[Task brief]: Please print the material below line for line, keeping every character unchanged.

** begin Dataset **

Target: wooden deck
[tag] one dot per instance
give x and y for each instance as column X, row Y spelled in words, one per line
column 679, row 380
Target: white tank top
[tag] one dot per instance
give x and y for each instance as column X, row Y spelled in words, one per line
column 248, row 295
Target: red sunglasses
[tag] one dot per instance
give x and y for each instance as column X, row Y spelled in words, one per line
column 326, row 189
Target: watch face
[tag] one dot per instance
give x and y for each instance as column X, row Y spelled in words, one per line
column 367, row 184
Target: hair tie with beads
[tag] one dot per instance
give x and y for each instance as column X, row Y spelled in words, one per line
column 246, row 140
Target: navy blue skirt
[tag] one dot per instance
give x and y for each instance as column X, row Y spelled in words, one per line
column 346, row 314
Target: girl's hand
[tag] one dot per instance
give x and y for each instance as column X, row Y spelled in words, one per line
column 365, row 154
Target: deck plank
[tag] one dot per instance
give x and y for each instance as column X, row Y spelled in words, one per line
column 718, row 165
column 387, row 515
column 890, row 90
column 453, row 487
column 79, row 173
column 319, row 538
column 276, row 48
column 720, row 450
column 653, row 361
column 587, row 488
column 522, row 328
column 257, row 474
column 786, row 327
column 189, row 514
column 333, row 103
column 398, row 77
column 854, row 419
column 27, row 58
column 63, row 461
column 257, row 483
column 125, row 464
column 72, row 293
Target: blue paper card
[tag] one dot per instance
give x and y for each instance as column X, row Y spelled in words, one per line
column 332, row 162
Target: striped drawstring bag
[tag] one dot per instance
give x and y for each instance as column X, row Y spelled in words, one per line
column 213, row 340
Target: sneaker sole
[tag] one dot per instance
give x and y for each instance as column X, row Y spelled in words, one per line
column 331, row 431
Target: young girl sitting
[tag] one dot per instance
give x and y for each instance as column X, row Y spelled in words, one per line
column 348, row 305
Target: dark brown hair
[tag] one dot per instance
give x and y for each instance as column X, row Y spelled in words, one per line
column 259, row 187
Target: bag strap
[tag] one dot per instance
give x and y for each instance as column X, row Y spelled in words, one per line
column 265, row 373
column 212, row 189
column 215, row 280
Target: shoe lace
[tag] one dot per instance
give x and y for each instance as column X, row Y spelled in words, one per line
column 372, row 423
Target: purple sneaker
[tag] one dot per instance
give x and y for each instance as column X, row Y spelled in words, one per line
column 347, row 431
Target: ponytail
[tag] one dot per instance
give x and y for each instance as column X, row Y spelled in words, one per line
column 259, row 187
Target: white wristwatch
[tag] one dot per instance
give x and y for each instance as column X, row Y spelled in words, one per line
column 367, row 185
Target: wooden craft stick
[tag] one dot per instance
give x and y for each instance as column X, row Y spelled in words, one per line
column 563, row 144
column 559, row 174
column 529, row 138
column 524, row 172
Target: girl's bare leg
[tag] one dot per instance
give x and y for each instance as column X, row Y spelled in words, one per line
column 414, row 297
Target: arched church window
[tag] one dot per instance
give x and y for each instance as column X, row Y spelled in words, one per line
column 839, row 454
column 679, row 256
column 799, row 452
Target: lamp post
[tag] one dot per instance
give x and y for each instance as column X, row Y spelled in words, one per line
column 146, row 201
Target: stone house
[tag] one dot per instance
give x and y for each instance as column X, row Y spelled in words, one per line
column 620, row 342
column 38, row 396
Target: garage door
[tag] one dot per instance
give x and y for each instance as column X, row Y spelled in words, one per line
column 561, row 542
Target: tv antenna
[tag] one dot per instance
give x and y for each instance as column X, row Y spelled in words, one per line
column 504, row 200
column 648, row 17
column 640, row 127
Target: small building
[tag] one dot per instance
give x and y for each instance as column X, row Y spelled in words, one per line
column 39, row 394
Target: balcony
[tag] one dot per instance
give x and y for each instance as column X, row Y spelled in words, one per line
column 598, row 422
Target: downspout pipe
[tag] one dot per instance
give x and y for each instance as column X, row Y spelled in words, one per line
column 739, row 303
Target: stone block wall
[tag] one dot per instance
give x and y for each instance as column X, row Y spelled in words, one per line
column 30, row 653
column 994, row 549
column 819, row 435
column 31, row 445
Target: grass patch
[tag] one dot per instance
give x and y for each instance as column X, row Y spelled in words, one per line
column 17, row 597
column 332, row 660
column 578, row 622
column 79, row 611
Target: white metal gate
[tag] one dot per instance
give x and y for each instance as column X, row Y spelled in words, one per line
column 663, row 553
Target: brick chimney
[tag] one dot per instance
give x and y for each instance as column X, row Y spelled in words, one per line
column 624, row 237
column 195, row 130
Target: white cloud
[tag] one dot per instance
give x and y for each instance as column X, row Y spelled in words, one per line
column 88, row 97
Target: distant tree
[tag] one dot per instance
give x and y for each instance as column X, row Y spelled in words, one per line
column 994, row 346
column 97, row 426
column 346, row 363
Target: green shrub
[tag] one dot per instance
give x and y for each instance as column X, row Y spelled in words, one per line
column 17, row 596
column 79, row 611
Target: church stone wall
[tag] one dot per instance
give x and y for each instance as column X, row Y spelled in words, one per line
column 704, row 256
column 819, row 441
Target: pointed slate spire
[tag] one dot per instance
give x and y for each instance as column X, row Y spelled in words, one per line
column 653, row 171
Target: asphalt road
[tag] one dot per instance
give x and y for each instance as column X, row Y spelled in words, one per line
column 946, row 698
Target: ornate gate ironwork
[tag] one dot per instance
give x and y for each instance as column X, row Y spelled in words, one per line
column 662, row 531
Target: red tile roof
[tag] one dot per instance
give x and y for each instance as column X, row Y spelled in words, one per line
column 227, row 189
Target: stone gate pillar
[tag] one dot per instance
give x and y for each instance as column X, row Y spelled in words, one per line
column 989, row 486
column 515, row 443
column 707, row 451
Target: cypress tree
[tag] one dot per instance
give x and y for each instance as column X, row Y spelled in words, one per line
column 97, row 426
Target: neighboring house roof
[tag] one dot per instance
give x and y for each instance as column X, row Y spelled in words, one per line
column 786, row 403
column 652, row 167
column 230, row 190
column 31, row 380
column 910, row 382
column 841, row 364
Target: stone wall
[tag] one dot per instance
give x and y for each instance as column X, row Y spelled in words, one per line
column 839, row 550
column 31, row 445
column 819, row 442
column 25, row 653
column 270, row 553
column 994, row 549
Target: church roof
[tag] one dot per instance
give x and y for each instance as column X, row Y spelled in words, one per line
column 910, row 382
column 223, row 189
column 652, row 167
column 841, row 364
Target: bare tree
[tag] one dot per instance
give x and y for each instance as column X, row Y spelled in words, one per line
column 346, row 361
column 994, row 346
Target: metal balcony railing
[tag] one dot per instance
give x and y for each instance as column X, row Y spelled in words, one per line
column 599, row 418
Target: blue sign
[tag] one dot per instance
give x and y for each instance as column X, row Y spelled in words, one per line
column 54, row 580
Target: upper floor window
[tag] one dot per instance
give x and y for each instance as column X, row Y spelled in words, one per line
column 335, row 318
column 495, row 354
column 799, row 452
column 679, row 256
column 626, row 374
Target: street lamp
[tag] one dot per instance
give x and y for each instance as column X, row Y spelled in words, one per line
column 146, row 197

** end Dataset **

[Expected output]:
Target: wooden deck
[tag] one dot per instance
give x and y for each instance as column X, row Y spelled in words, one per line
column 679, row 380
Target: white tank top
[tag] one dot per instance
give x and y for each instance as column X, row Y spelled in words, one per line
column 248, row 295
Target: red sunglasses
[tag] one dot per instance
give x and y for each instance as column X, row Y spelled in words, one per line
column 326, row 189
Target: watch face
[tag] one dot per instance
give x and y for each instance as column X, row Y spelled in words, one per line
column 367, row 184
Target: hair tie with beads
[tag] one dot per instance
give x and y for each instance as column X, row Y spelled in words, one per line
column 246, row 140
Target: navy blue skirt
[tag] one dot per instance
give x and y for each instance as column X, row Y spelled in words, one per line
column 346, row 314
Target: girl's hand
[tag] one dot per instance
give x and y for each instance as column X, row Y spelled in words, one per line
column 365, row 154
Target: deck plank
[tag] one dot per instance
give x and y for each instance as column X, row Y spelled in words, one per line
column 718, row 165
column 387, row 515
column 890, row 90
column 453, row 487
column 79, row 173
column 319, row 538
column 276, row 48
column 720, row 450
column 653, row 361
column 587, row 488
column 522, row 328
column 257, row 474
column 786, row 327
column 189, row 514
column 333, row 103
column 398, row 77
column 854, row 419
column 27, row 58
column 63, row 461
column 257, row 483
column 125, row 464
column 72, row 293
Target: blue paper card
[tag] one dot per instance
give x and y for each instance as column X, row Y spelled in words, one per line
column 332, row 162
Target: striped drawstring bag
[tag] one dot per instance
give x and y for each instance as column X, row Y spelled in words, one per line
column 213, row 340
Target: sneaker sole
[tag] one dot per instance
give x and y for each instance as column X, row Y spelled in words, one per line
column 331, row 431
Target: young girl sitting
[tag] one dot per instance
give x and y for each instance as column X, row Y spelled in words, one per line
column 348, row 305
Target: dark brown hair
[tag] one dot per instance
give x and y for each instance as column X, row Y spelled in words, one per line
column 259, row 187
Target: bag strap
[tag] one dot per instance
give x and y for each instance as column X, row Y spelled in words, one per line
column 265, row 373
column 212, row 189
column 215, row 280
Target: shoe lace
[tag] one dot per instance
give x and y for each instance as column X, row Y spelled in words, one per line
column 372, row 423
Target: purple sneaker
[tag] one dot per instance
give x and y for each instance as column X, row Y spelled in words, one per line
column 347, row 431
Target: ponytail
[tag] one dot per instance
give x and y for each instance as column X, row Y spelled in words, one per line
column 259, row 187
Target: white wristwatch
[tag] one dot per instance
give x and y for each instance as column X, row Y spelled in words, one per line
column 367, row 185
Target: wooden craft stick
[tag] one dot per instance
give x and y for each instance as column X, row Y spelled in words, one per line
column 563, row 144
column 559, row 174
column 529, row 138
column 524, row 172
Target: girl's bare leg
[tag] one dot per instance
give x and y for each instance as column X, row Y spelled in words, one per line
column 414, row 297
Target: arched church window
[tag] one dot per instance
give x and y for each instance as column X, row Y spelled in words, one per line
column 839, row 454
column 679, row 256
column 799, row 452
Target: lamp post
[tag] one dot per instance
give x and y for each instance as column X, row Y spelled in words, one per line
column 146, row 201
Target: stone house
[tag] one dot per instance
give x and y for each instance as column X, row Y spelled in words, one per line
column 620, row 342
column 38, row 396
Target: garage door
[tag] one dot per instance
give x and y for each instance as column X, row Y spelled in words, one per line
column 561, row 542
Target: tv antenna
[tag] one dot per instance
give x and y for each instance as column X, row Y spelled in words, one per line
column 504, row 200
column 648, row 17
column 640, row 127
Target: small building
[tag] one dot per instance
give x and y for each instance as column X, row Y spelled in words, one per line
column 39, row 394
Target: balcony
[tag] one dot per instance
give x and y for each instance as column X, row Y spelled in words, one per line
column 598, row 422
Target: downspout pipe
[tag] one dot per instance
give x and y for each instance as column X, row Y spelled in words, one per line
column 739, row 303
Target: stone block wall
[tag] one dot per instance
give x and y for each instance as column X, row Y spelled in words, one per line
column 30, row 653
column 994, row 549
column 819, row 435
column 31, row 445
Target: grass patch
[tag] one dot per instance
give x and y for each instance as column X, row Y spelled in words, one per line
column 17, row 597
column 332, row 660
column 578, row 622
column 79, row 611
Target: white metal gate
[tag] one dot per instance
give x and y for each instance as column X, row Y spelled in words, one per line
column 663, row 553
Target: brick chimney
[tag] one dot per instance
give x and y for each instance as column X, row Y spelled in words, one per line
column 624, row 237
column 195, row 130
Target: white cloud
[tag] one dot per instance
give x and y for each instance as column X, row Y spelled in words, one per line
column 88, row 97
Target: distant tree
[tag] one dot per instance
give x and y for each instance as column X, row Y spelled in words, one per line
column 994, row 346
column 97, row 426
column 346, row 363
Target: green shrub
[tag] one dot per instance
give x and y for each instance as column X, row Y spelled in words, one per line
column 17, row 596
column 79, row 611
Target: church stone wall
[tag] one dot per instance
give x and y for each instance as column X, row Y spelled in words, one per line
column 704, row 256
column 819, row 441
Target: pointed slate spire
[tag] one dot per instance
give x and y for each instance as column X, row Y spelled in words, one per line
column 653, row 171
Target: asphalt road
[tag] one dot per instance
give x and y for each instance as column X, row Y spelled in words, one per line
column 946, row 698
Target: ornate gate ironwork
[tag] one dot per instance
give x and y for each instance as column X, row Y spelled in words, one per line
column 662, row 531
Target: red tile roof
[tag] one dot per instance
give x and y for each instance as column X, row Y spelled in words, one per line
column 227, row 189
Target: stone gate pillar
[tag] one dot per instance
give x and y for each instance as column X, row Y spelled in words, one per line
column 989, row 486
column 515, row 443
column 707, row 451
Target: cypress tree
[tag] one dot per instance
give x and y for each instance as column X, row Y spelled in words, one per line
column 97, row 426
Target: neighboring house roof
[tag] one dot per instance
give x and y for each instance as column X, row Y spelled in words, one per line
column 786, row 403
column 652, row 167
column 230, row 190
column 31, row 380
column 910, row 382
column 841, row 364
Target: stone wall
[tag] one dot per instance
give x and y for each instance as column X, row Y spelled in words, one per line
column 839, row 550
column 31, row 445
column 819, row 442
column 25, row 653
column 270, row 553
column 994, row 549
Target: church roof
[tag] one dot per instance
give x and y for each instance as column X, row Y spelled in words, one per line
column 910, row 382
column 223, row 189
column 652, row 167
column 841, row 364
Target: bare tree
[tag] one dot per instance
give x and y for each instance as column X, row Y spelled in words, one per line
column 346, row 361
column 994, row 346
Target: metal balcony railing
[tag] one dot per instance
give x and y for each instance as column X, row Y spelled in words, one per line
column 599, row 418
Target: blue sign
[tag] one dot per instance
give x and y for each instance as column X, row Y spelled in words, one per line
column 54, row 580
Target: upper floor window
[tag] one dot per instance
give x and y for each instance as column X, row Y spelled in words, one per line
column 335, row 318
column 495, row 354
column 799, row 452
column 679, row 256
column 626, row 374
Target: street lamp
[tag] one dot per instance
give x and y for each instance as column X, row Y spelled in words, one per line
column 146, row 197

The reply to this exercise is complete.